_What you will do_
Please print every line from the one containing "Annotate the overcast" through the last line of the records below, exactly as written and nothing more.

-- Start of Dataset --

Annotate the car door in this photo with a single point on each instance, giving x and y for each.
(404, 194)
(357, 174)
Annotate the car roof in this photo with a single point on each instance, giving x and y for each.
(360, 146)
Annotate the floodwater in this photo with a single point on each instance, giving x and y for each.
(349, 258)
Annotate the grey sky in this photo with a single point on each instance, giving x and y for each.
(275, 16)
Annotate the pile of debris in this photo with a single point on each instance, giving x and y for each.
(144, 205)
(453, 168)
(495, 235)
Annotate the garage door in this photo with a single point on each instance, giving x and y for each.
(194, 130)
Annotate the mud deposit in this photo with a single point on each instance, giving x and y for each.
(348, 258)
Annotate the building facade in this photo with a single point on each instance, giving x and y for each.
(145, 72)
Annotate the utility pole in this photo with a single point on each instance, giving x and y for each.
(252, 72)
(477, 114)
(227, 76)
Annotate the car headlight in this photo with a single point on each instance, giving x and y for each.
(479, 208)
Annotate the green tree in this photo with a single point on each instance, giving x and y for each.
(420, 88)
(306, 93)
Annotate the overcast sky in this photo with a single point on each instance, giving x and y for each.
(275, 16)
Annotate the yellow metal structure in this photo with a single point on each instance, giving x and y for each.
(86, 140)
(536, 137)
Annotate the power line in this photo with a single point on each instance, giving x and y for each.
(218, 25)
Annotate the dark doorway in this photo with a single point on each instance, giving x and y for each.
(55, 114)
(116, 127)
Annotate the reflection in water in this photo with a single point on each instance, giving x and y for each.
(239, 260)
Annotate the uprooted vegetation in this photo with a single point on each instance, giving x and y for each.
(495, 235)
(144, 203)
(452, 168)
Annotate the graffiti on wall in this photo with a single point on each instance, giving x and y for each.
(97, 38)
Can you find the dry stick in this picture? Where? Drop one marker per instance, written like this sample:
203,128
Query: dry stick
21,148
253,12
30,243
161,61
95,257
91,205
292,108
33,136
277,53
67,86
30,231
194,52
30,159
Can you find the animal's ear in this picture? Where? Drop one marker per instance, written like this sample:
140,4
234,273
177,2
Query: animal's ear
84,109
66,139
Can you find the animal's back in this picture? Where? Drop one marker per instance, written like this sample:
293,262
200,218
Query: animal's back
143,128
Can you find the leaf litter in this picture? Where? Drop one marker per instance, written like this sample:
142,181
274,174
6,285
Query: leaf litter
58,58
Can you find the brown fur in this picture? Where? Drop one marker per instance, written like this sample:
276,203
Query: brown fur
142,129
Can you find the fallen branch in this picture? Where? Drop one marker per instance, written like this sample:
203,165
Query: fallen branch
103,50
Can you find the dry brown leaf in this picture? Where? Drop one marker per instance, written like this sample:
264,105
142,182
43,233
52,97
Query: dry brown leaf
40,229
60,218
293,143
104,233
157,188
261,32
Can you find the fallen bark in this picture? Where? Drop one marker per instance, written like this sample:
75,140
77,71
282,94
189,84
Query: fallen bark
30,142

-- End of Dataset --

_Solution to this problem_
Annotate the overcast sky in this photo with a single point on each instance, giving x and y for each.
(275, 16)
Annotate the yellow metal structure in this photo with a single point on each instance, giving x and y for each.
(86, 140)
(536, 137)
Annotate the power line in this photo with a single point on each instance, giving x and y for each.
(218, 25)
Annotate the dark doorway in this photo with a single point on each instance, giving x and y for each.
(55, 114)
(116, 127)
Annotate the reflection in water in this photo with a single point on each instance, giving x and y for each.
(239, 260)
Annotate the uprooted vegetation in this photo with a single point on each instance, giving x and y for each.
(495, 235)
(144, 203)
(452, 168)
Annotate the graffiti on wall in this photo with a single point on each instance, giving x and y for each.
(97, 38)
Can you find the dry stick in this picture? Where? Drop one marker per instance, written like this sample:
203,128
Query: dry stick
21,148
253,12
30,243
161,61
95,257
91,205
292,108
33,136
277,53
67,86
30,231
194,52
30,159
Can you find the animal's ear in this picture? Where? Drop one marker per instance, written like this sample:
140,4
234,273
177,2
Query: animal's ear
84,109
66,139
Can you find the animal's back in this picture? Where? Drop one marker per instance, written like this sample:
293,262
200,218
Query: animal's back
143,128
Can you find the leaf litter in this picture? Where? Drop one marker per instance, written like this sample:
142,181
274,174
6,285
Query: leaf litter
58,58
Can you find the brown fur in this picture? Where? Drop one marker per instance, written like this sample:
276,203
Query: brown fur
142,129
Can you find the fallen branch in this picture? Where? Drop one marker per instance, written like this sample:
203,165
Query: fallen branch
103,50
Can you find the dry brown leaf in this picture? Where? Drop one marker per instance, written like this sample:
264,105
142,182
43,233
52,97
Query: dry brown leaf
40,229
60,218
293,143
104,233
157,188
261,32
Can you find the fallen bark in this picture? Where? Drop one marker per instance, written like this sample:
75,140
77,71
282,94
189,84
Query: fallen bark
30,142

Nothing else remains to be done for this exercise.